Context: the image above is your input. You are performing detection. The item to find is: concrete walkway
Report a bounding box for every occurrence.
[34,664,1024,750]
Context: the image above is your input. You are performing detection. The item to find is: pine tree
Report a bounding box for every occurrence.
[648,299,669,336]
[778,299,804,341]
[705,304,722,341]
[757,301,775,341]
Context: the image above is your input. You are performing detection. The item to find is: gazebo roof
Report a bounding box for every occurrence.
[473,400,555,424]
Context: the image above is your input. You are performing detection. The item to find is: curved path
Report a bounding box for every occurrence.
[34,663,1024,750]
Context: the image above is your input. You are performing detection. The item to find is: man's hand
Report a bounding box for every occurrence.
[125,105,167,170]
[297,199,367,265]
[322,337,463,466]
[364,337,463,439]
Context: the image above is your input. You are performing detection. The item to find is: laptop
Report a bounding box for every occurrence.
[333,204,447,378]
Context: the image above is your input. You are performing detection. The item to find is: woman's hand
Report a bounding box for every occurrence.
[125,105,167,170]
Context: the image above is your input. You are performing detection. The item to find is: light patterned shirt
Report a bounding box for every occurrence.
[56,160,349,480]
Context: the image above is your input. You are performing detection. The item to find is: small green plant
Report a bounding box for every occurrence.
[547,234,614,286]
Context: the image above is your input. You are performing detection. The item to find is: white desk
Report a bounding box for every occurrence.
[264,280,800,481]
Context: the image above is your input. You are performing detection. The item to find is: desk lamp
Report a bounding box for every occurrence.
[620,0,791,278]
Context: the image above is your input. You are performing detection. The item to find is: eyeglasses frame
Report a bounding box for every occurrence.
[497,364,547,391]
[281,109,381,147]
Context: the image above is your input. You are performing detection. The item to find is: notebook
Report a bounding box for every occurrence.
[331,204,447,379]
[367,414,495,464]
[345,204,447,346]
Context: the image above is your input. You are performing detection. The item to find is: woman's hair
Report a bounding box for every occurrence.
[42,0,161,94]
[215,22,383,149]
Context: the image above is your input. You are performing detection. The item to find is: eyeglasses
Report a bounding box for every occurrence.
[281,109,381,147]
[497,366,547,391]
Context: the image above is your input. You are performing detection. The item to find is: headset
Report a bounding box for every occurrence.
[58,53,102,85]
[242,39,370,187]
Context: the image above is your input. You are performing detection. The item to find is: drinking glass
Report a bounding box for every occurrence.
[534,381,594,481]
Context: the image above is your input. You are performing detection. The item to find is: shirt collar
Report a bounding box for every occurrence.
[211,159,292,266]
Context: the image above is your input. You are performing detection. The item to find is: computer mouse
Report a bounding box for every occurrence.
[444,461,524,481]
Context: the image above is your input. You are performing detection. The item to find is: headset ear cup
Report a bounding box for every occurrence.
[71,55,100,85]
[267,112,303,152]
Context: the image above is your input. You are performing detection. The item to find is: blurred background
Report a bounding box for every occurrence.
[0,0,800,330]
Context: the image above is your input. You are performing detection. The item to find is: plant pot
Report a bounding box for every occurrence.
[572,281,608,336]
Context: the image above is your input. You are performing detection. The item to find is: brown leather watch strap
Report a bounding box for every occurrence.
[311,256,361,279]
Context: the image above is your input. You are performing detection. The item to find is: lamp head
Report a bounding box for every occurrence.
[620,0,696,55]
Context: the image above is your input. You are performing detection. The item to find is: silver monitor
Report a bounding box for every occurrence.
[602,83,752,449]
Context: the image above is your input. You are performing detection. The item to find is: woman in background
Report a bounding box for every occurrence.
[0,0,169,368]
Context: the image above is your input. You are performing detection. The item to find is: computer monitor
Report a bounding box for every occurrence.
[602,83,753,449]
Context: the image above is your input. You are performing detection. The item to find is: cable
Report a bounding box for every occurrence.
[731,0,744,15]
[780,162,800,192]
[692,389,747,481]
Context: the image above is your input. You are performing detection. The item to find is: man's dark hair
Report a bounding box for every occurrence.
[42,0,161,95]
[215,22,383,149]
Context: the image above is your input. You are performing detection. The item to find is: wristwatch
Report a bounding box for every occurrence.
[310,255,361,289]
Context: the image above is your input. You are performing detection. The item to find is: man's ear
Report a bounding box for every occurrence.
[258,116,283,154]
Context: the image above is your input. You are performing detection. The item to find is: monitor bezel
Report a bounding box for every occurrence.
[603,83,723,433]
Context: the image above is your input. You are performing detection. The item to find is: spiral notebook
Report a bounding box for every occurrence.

********

Revise all of the items above by replacing "every occurrence" with "each instance" wherever it occurs, keeping everything else unchanged.

Context: the image above is your input. You are performing detection. The item to find is: concrete walkway
Report a bounding box for each instance.
[34,664,1024,750]
Context: the image above is your input. You are performing detection. The item to find is: pine tree
Report a bounding box for each instance.
[648,299,669,336]
[778,299,804,341]
[705,304,722,341]
[757,301,775,341]
Context: the image above is your input. You are performing detection. The item to find is: gazebo roof
Report a bounding box for each instance.
[473,400,555,424]
Context: the image above is your input. You are performing detection. The item to find is: curved path
Report a bounding box for each instance.
[34,663,1024,750]
Context: the image above is your input. You are performing detection. The item to find is: man's hand
Report a bounding box for each instance.
[125,105,167,170]
[297,199,367,265]
[322,337,463,466]
[364,337,463,439]
Context: the image above is your input. You are performing detection. The item to find is: laptop
Report a bounding box for each instance.
[333,204,447,378]
Context: the image above is your input. You are performing detection. The item to find is: woman's hand
Report a bounding box for each instance.
[125,105,167,170]
Context: the image above is your input. You are performing detection. The item to find is: light patterned shirt
Report a bounding box for each instance.
[56,160,349,480]
Context: the image above is your input. You are performing detection. The item to find is: small green plant
Report a bounding box for each instance.
[547,234,614,286]
Context: the image above is your input. You are performing detection. The item to find is: white desk
Report a bounding box for each instance.
[264,280,800,481]
Context: the image above is your input. You are performing detection. The item to find is: desk lamp
Report a bounding box for each instance.
[620,0,791,278]
Context: the image above is your input. You are performing detection. The item to find is: eyeglasses frame
Report a bounding box for each instance.
[497,364,547,391]
[281,109,381,147]
Context: the image above is your input. You are performing detection. The item to find is: notebook
Report a bounding box for each instance.
[331,204,447,379]
[367,414,495,464]
[345,204,447,346]
Context: the image above is your input. You are performing detection. The item to find is: woman's hair
Report a bounding box for each instance.
[42,0,161,94]
[215,22,383,149]
Context: the image above is your input. You are performing detection. The item to find is: eyeglasses
Report a bounding box for each instance.
[281,109,381,147]
[497,366,547,391]
Context: the image above is your input. You are performing detection. The item to find is: headset
Report a bounding box for each instance.
[58,53,102,85]
[242,39,370,187]
Context: the image above is your input. You are performing detection. The item to find is: drinking glass
Report a bounding box for each instance.
[534,381,594,481]
Context: the image above is your input. You are performing detection. The item to find is: shirt collar
Report a bounding box for each instance.
[211,159,292,266]
Context: the image above is your input. You are performing detection. The item to find is: computer mouse
Report a bounding box for each instance.
[444,461,524,481]
Context: the image above is your input. You are performing detection. The item to find is: headset ear cup
Report a bounding box for each instance.
[71,55,100,85]
[267,112,303,152]
Context: the image above is your input. You are performing detection. The item to find is: blurred background
Report a bounding box for each instance.
[0,0,800,330]
Context: the image above is your input. You are performing detection. The item to find is: plant pot
Report a bounding box for each instance.
[572,281,608,336]
Context: the image above is your input. You are performing detection. The item to find is: brown leather watch strap
Report a bounding box for each instance.
[311,256,361,279]
Context: the image above is your input. You are performing detection. The item to find is: lamp head
Report a bounding box for each instance.
[620,0,696,55]
Context: the image above is your input. You are performing detection. The item to find is: silver monitor
Report a bounding box for each instance.
[602,83,752,449]
Context: the image above is your input. You are performing detection. The item to find is: woman in background
Report a bounding box for each instance.
[0,0,169,368]
Context: the image above is your input. You are performing detection. The item to find is: computer monitor
Report a bounding box for each instance.
[602,83,753,449]
Context: the image above is your input. You are performing detection. The item to find is: cable
Report a bounding box for each instance.
[731,0,744,15]
[780,162,800,192]
[692,389,747,481]
Context: the image above is your input. You are performing detection. The item to find is: man's dark hair
Report a bounding box for each instance.
[42,0,161,95]
[215,22,383,149]
Context: the image above is your input. You are performing detection. The item to find is: wristwatch
Report a bounding box for each instance.
[310,255,361,289]
Context: the image above is your input. You are performing detection. The item to find is: man's ear
Report a bounding box for each instance.
[258,116,283,154]
Context: the image above is your input. You are performing detection. The item to find is: monitor bezel
Report a bounding box for each instance.
[603,83,723,433]
Context: the image above is your input. You are performing detection. The item to find is: spiral notebook
Report a bounding box for each instance.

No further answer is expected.